GIVEN PASSAGE:
· · · · ·
DALL-E 2 from OpenAI generates credible photos and drawings, but it can’t write – or can it? A study shows that the words generated by DALL-E 2 on images are not a random jumble of letters, but can have meaning.
In April, OpenAI released initial details on DALL-E 2, an AI system that generates impressive images. The results were far beyond what artificial intelligence could do up to that point.
As with the GPT-3 language model, DALL-E 2 started in a closed beta phase. Meanwhile, approved users have generated over three million images with DALL-E 2. OpenAI now aims to activate 1,000 new accesses every week.
DALL-E 2 has problems with text
OpenAI’s image system generates partially photo-realistic scenes, such as fake vacation pictures, teddy bears in Picasso style, or an antique statue of a man tripping over a cat. There seem to be hardly any limits to creativity.
But DALL-E 2 also has weaknesses, such as when the system incorrectly arranges colored cubes on a picture contrary to the instructions, mixes concepts like supermarket and renaissance, or understands “operated” in the medical sense instead of, for example, operating a machine.
· · · · ·
TASK ITEM: According to the article, how many new accesses does OpenAI now aim to activate each week? The rows that come next are separate from the article.
· · · · ·
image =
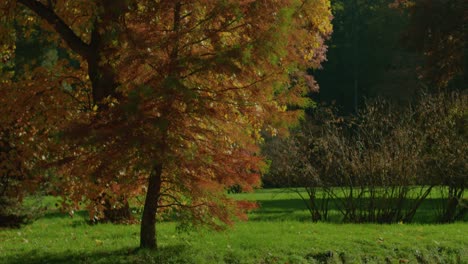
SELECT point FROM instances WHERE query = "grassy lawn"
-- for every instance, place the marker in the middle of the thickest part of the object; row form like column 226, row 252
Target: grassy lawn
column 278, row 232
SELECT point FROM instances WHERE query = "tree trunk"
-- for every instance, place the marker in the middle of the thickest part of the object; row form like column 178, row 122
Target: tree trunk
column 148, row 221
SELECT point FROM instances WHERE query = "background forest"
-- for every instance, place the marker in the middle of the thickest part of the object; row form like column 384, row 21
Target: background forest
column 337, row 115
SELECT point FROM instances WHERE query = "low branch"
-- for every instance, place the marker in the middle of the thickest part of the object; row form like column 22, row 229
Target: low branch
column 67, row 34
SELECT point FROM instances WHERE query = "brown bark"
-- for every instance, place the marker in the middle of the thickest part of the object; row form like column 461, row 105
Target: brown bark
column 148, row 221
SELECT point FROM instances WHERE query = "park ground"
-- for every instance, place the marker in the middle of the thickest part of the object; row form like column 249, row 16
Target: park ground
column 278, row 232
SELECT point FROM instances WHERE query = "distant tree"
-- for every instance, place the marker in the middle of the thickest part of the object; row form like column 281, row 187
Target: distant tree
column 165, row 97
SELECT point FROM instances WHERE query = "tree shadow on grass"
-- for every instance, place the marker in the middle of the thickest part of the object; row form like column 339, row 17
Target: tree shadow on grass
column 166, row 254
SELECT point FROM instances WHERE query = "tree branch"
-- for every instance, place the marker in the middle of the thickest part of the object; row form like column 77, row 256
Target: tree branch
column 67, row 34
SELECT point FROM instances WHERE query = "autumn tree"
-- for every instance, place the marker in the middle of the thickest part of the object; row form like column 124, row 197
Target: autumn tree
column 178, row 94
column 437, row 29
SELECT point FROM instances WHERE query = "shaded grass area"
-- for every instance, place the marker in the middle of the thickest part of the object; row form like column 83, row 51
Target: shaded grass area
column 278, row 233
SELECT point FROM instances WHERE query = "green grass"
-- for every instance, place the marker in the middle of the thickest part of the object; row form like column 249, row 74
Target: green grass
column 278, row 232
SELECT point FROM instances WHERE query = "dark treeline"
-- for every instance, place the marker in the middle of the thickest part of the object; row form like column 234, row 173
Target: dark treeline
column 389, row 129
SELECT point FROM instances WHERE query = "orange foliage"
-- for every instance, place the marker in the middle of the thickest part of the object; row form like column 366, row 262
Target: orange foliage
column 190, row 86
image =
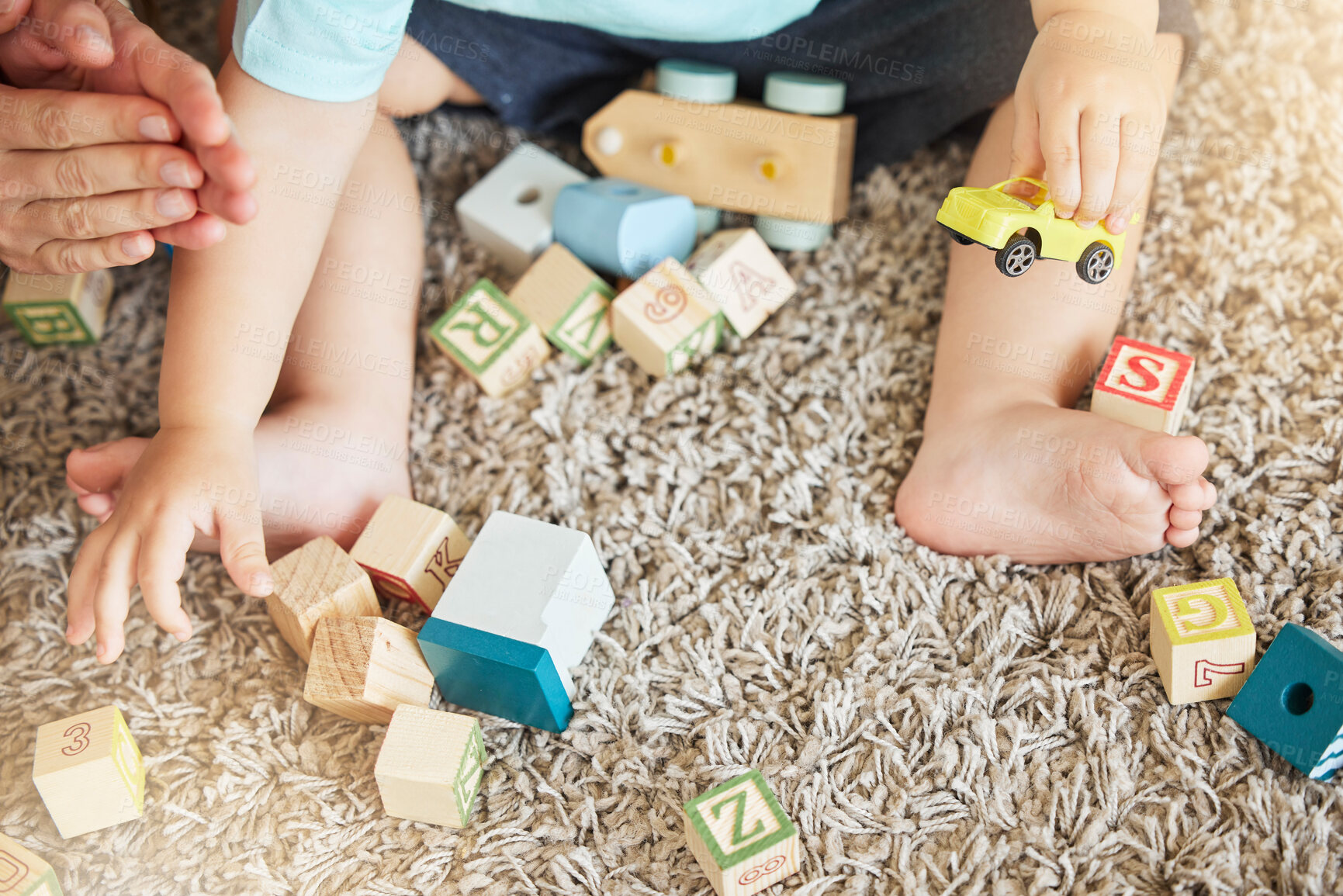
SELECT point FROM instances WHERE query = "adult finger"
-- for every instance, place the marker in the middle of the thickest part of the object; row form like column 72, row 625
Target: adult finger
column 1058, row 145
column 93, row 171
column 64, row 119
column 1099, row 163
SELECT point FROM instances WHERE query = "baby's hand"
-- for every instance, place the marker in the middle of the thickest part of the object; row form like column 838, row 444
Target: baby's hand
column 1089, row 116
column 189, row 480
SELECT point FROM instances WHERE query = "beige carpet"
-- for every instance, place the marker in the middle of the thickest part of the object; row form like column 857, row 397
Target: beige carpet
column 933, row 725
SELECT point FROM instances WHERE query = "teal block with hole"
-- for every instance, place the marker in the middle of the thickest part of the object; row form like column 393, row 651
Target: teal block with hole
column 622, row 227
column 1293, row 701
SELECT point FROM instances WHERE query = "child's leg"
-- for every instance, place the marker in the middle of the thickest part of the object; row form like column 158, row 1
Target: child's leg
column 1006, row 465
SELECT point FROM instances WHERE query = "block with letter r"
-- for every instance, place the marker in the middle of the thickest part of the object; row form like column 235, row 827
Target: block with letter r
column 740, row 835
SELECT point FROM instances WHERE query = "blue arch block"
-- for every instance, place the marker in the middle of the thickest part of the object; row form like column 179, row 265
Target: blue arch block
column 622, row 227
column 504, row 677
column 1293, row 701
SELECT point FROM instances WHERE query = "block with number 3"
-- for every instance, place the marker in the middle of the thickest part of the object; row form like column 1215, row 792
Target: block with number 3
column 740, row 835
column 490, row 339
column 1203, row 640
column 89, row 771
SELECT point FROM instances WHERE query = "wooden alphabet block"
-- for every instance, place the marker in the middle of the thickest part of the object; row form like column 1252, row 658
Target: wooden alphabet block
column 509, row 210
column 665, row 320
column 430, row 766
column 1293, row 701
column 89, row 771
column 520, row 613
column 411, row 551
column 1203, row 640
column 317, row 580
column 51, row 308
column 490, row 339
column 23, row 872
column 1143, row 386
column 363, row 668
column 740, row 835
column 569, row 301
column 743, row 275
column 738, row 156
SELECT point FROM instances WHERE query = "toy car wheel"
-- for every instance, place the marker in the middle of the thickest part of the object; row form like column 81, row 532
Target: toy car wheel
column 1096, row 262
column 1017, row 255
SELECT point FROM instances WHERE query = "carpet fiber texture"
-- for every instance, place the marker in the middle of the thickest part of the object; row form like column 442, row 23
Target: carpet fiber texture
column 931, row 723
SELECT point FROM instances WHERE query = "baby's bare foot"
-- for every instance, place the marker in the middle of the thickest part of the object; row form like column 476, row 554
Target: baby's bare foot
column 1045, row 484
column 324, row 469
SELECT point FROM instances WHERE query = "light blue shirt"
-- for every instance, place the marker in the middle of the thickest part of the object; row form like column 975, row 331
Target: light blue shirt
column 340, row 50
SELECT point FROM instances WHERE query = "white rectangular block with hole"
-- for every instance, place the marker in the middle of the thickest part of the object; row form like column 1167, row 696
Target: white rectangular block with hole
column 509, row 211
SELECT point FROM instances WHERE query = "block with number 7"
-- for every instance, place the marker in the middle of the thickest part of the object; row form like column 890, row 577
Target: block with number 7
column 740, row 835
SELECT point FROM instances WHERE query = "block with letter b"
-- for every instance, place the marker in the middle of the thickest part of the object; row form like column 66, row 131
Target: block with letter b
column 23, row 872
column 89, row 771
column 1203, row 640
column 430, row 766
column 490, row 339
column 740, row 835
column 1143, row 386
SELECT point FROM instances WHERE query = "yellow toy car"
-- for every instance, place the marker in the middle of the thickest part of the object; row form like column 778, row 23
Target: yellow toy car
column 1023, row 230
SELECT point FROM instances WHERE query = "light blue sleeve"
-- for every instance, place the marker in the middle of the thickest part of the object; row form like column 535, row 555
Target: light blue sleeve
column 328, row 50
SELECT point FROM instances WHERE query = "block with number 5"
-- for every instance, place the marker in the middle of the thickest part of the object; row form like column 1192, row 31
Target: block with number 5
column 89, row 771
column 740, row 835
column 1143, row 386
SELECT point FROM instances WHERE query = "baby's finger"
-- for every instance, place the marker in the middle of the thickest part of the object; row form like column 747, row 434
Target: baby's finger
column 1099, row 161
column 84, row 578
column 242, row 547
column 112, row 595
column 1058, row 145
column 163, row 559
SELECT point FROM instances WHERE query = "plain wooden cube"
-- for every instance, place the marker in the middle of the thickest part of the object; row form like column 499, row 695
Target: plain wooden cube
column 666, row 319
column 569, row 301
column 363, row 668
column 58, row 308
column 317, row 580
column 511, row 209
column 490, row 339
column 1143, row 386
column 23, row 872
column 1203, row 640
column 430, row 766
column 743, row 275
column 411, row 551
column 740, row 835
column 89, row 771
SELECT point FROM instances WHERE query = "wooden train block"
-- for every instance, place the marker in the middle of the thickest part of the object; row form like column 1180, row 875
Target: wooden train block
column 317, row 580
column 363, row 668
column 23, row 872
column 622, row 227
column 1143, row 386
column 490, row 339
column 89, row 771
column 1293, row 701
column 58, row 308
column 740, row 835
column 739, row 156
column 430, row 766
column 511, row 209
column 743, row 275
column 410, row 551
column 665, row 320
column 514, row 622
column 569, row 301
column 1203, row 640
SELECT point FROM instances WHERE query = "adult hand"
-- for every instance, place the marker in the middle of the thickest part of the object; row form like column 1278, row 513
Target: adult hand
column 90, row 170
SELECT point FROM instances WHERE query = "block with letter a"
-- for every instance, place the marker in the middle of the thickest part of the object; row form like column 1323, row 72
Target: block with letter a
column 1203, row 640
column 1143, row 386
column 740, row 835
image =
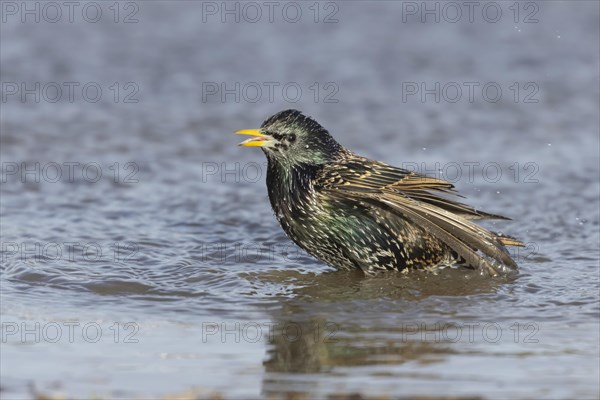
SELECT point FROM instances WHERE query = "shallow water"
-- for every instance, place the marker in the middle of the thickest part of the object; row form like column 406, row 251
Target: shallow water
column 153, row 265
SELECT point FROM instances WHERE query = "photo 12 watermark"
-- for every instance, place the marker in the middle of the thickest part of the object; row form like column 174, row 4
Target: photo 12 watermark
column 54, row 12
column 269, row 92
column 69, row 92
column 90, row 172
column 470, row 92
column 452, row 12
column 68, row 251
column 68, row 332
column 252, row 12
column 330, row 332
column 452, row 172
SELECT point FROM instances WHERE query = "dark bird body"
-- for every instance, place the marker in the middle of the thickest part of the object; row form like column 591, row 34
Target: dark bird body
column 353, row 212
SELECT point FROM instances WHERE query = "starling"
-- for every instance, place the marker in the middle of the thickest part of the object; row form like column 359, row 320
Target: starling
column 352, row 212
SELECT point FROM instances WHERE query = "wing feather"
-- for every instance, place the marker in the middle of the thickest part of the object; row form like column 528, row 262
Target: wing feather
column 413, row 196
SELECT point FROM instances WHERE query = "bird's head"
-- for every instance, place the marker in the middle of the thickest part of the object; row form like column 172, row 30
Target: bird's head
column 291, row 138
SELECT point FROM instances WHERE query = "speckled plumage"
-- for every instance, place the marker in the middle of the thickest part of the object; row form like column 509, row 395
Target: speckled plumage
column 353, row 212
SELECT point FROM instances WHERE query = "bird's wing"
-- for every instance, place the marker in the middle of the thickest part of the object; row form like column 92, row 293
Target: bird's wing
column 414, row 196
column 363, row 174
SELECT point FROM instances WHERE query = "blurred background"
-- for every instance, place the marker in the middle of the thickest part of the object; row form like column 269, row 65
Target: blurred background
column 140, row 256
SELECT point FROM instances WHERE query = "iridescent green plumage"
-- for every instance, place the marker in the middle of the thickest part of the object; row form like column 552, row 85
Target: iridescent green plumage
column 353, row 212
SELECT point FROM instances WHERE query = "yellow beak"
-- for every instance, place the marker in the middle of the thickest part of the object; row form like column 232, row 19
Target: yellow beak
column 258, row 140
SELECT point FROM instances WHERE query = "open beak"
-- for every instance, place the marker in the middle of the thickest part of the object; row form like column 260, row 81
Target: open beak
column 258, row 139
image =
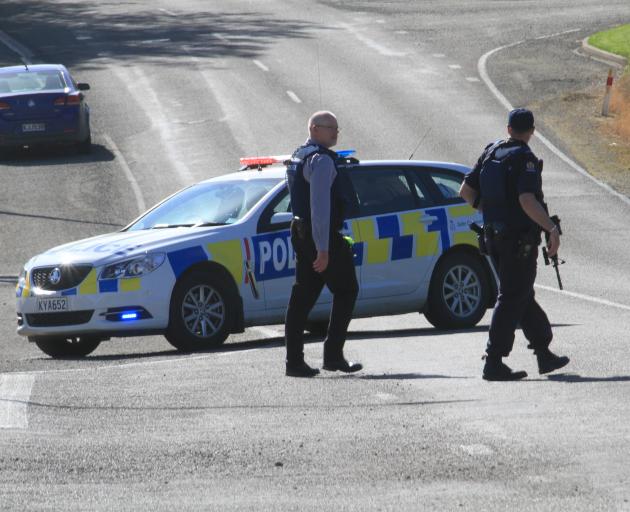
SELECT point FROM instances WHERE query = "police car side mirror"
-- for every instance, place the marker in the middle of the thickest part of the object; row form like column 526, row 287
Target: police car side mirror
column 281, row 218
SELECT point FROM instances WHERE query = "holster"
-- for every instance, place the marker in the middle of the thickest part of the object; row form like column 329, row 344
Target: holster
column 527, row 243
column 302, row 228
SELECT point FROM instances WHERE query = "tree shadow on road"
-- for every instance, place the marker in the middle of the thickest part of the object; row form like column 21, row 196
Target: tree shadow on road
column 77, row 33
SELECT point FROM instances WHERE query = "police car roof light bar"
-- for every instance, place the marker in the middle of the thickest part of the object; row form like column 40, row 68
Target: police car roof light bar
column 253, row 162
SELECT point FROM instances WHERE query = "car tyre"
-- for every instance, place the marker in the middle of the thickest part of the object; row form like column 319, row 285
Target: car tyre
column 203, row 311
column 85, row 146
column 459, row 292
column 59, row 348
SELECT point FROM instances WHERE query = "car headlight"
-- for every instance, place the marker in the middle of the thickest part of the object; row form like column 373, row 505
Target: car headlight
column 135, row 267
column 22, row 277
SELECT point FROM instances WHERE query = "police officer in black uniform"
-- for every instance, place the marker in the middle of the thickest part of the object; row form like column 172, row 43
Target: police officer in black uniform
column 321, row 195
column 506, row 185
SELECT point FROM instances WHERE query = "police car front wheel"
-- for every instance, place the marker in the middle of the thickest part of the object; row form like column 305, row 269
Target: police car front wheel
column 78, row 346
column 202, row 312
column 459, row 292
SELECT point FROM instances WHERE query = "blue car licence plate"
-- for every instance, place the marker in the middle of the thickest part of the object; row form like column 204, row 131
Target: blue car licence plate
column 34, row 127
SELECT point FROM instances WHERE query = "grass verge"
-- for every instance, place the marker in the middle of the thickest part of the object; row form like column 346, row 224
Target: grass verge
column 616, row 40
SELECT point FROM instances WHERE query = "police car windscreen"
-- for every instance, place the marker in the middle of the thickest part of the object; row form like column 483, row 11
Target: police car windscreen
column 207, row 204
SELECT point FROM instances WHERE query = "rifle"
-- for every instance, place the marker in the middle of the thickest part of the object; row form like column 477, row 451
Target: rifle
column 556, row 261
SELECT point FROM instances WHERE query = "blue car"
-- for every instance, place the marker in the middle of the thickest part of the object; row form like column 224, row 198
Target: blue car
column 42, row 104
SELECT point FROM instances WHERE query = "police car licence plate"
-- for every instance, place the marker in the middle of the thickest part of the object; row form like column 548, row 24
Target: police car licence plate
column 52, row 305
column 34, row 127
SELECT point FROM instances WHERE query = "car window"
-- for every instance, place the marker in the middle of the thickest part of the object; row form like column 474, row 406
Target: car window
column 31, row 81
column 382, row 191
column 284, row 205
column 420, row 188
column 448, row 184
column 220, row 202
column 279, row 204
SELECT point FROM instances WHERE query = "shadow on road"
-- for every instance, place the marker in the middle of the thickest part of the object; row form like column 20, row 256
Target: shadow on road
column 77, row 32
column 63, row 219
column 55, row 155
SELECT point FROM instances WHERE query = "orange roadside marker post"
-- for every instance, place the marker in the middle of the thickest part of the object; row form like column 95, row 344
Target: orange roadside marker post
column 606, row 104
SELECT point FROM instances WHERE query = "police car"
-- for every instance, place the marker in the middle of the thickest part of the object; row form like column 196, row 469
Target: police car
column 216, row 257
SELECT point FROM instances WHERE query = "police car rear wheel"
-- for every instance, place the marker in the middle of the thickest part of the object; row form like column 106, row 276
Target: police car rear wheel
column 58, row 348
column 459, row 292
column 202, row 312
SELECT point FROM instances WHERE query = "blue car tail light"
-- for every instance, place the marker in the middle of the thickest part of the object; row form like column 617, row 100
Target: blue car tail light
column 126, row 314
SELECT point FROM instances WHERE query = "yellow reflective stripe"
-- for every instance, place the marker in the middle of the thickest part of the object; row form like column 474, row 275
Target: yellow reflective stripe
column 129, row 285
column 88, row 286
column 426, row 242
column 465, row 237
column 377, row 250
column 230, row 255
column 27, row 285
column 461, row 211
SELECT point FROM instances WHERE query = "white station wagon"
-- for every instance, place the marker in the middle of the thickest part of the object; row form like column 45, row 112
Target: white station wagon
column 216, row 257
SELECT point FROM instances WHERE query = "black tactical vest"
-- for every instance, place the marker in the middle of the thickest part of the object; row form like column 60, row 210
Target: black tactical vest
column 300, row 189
· · · · ·
ANSWER BOX: 1,000 new accesses every week.